### GIVEN REQUEST
From the data below, pull out every line that contains the string "drops" and copy each one. Case counts.

### EXTRACTED INFORMATION
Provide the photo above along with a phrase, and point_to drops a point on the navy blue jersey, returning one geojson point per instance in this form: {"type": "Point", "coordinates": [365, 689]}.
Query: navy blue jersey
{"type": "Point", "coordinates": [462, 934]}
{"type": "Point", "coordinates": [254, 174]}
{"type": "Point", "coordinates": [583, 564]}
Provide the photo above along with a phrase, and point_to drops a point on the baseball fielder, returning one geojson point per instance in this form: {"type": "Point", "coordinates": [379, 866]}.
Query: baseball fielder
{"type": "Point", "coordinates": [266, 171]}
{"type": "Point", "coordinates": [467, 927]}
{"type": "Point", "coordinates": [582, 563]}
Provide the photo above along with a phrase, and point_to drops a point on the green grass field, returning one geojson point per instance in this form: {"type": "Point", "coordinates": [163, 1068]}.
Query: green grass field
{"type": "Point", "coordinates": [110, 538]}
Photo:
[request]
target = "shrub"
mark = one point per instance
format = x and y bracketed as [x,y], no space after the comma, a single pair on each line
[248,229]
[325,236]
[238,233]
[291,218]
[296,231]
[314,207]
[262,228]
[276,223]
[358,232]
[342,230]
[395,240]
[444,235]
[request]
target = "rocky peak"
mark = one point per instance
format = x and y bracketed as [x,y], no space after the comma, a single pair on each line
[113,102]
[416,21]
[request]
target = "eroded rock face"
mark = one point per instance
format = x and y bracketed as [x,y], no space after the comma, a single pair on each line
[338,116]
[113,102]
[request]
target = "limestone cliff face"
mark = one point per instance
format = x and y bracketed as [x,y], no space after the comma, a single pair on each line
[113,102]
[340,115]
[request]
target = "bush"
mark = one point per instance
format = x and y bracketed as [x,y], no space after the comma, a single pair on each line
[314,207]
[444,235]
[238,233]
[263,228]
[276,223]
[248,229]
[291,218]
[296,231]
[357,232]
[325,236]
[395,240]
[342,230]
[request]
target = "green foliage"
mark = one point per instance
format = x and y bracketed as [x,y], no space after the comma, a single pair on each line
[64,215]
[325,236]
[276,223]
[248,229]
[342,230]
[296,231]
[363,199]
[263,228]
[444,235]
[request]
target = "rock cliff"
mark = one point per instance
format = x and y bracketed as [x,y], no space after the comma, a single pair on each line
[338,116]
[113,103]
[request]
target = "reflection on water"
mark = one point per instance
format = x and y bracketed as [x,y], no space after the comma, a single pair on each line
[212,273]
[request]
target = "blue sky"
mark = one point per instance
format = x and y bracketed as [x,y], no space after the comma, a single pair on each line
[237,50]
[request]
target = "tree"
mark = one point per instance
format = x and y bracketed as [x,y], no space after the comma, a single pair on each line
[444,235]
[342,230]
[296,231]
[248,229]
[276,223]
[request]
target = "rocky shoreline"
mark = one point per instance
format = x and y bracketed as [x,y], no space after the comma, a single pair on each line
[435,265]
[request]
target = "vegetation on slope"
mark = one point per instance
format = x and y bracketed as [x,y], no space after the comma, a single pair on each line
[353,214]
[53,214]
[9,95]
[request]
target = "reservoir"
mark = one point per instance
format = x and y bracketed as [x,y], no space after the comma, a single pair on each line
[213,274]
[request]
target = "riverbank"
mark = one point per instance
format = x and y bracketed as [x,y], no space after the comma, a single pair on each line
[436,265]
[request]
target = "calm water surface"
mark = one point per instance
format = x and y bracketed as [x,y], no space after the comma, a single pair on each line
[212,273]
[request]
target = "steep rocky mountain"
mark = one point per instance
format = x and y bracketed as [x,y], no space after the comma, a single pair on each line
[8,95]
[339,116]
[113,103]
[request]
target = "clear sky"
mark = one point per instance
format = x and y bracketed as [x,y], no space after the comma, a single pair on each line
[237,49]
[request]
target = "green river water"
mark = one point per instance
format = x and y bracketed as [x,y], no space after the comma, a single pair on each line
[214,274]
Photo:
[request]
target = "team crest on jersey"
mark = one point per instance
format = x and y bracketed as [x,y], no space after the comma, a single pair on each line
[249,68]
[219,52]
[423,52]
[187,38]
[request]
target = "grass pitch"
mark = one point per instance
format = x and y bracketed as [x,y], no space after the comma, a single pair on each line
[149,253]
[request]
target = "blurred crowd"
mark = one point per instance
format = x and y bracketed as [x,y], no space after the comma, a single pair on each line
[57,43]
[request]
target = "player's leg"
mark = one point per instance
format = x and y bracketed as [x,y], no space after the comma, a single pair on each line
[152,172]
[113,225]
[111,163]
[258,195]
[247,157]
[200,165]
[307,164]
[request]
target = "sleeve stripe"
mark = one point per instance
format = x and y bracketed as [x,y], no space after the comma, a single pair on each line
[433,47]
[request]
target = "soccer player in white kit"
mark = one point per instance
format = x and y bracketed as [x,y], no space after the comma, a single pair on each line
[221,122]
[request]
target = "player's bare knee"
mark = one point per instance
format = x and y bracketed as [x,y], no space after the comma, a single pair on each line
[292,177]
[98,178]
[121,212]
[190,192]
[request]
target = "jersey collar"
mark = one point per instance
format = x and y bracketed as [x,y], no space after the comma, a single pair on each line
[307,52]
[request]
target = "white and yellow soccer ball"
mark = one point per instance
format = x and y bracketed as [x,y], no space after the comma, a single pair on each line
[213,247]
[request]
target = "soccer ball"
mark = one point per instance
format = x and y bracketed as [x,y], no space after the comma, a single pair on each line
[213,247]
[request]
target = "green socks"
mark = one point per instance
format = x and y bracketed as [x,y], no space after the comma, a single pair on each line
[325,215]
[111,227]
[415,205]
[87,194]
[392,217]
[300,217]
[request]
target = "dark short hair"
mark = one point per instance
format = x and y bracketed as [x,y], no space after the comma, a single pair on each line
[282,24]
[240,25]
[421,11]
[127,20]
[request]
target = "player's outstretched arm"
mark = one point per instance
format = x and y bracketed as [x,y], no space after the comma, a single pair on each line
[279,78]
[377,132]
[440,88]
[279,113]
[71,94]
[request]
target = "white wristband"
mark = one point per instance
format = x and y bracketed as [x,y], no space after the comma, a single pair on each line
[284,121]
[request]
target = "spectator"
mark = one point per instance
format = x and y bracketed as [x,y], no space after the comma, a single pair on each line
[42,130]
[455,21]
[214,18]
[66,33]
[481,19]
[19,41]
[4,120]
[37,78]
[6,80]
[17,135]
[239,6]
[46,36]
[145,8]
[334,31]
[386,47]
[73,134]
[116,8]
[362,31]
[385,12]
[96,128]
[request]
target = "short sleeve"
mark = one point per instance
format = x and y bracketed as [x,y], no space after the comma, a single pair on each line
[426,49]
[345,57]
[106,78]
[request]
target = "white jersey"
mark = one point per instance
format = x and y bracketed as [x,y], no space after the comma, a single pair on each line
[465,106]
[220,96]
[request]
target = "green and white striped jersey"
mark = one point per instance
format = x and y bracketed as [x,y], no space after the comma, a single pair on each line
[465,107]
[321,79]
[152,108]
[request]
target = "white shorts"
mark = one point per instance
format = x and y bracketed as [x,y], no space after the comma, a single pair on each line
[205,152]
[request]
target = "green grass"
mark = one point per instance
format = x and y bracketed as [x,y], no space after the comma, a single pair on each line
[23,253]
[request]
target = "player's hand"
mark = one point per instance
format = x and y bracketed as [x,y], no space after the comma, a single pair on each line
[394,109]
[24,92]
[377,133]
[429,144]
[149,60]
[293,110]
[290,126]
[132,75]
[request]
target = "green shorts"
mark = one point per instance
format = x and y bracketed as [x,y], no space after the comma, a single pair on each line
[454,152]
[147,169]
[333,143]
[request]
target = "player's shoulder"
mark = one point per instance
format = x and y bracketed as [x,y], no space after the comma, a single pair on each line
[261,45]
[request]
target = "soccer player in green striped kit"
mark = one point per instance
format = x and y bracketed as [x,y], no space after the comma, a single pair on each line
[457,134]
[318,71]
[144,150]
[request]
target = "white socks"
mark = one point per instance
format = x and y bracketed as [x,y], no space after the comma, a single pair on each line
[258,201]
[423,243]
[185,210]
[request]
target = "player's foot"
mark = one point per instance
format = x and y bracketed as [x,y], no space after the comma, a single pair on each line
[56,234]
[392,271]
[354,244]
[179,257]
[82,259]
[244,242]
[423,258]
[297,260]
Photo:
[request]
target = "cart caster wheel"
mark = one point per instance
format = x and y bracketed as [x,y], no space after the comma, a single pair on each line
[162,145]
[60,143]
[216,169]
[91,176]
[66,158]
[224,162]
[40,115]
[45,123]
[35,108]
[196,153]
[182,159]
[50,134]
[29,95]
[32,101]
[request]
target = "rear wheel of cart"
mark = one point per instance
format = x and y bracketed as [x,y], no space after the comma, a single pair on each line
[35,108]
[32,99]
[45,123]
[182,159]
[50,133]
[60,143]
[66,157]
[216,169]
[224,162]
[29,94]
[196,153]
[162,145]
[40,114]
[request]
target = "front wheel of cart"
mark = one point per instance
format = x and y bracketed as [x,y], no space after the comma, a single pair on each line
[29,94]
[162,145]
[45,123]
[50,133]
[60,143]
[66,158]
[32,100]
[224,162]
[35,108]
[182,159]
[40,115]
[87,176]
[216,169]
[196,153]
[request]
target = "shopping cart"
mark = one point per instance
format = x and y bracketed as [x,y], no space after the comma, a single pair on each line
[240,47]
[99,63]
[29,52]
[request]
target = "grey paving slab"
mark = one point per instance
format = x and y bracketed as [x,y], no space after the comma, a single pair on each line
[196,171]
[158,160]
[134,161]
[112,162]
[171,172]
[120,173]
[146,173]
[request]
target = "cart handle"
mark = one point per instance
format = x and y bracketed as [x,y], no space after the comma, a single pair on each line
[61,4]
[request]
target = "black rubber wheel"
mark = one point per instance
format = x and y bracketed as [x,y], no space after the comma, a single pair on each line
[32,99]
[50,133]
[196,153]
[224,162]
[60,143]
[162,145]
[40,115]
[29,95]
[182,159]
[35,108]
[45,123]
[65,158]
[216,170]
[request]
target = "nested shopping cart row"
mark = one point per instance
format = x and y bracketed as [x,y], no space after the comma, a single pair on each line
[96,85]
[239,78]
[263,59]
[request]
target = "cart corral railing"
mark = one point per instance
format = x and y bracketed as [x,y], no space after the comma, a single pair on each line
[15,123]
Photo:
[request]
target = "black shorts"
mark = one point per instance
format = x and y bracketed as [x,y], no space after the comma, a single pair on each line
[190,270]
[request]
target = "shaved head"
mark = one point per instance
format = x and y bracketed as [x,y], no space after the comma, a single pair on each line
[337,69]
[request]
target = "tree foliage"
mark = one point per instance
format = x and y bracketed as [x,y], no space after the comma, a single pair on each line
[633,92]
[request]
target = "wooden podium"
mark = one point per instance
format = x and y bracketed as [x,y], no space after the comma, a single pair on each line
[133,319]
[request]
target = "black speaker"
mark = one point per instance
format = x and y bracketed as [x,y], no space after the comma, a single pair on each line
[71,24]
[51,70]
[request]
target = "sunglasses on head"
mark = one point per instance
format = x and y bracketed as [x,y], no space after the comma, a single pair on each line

### OUTPUT BELOW
Provide the photo above along with a phrase, and point_to drops a point on the navy blue jersey, returning one geojson point per instance in this form: {"type": "Point", "coordinates": [365, 689]}.
Provide the photo above along with a phrase, and point_to drops a point on the baseball fielder, returning one geojson point per instance in this form: {"type": "Point", "coordinates": [379, 866]}.
Provide the photo above along with a phrase, and point_to drops a point on the green grass field, returning one geojson point per instance in this form: {"type": "Point", "coordinates": [163, 1068]}.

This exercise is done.